Exercise: In the material below, how many lines include the string "jacket"? Answer with the number and nothing else.

··· Exercise data

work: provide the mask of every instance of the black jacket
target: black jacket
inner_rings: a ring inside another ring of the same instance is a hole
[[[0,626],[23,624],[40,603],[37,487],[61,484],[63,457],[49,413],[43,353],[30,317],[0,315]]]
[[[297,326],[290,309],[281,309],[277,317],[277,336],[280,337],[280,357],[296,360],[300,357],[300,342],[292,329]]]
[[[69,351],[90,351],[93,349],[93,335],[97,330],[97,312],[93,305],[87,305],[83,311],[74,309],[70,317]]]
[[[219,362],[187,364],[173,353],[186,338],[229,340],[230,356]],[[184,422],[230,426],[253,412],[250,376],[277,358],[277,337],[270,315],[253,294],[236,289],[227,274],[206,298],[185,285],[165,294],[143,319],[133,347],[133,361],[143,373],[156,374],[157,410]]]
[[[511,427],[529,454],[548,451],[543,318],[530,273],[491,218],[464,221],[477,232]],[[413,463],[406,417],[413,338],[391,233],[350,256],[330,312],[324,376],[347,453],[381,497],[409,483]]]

······

Solution: 2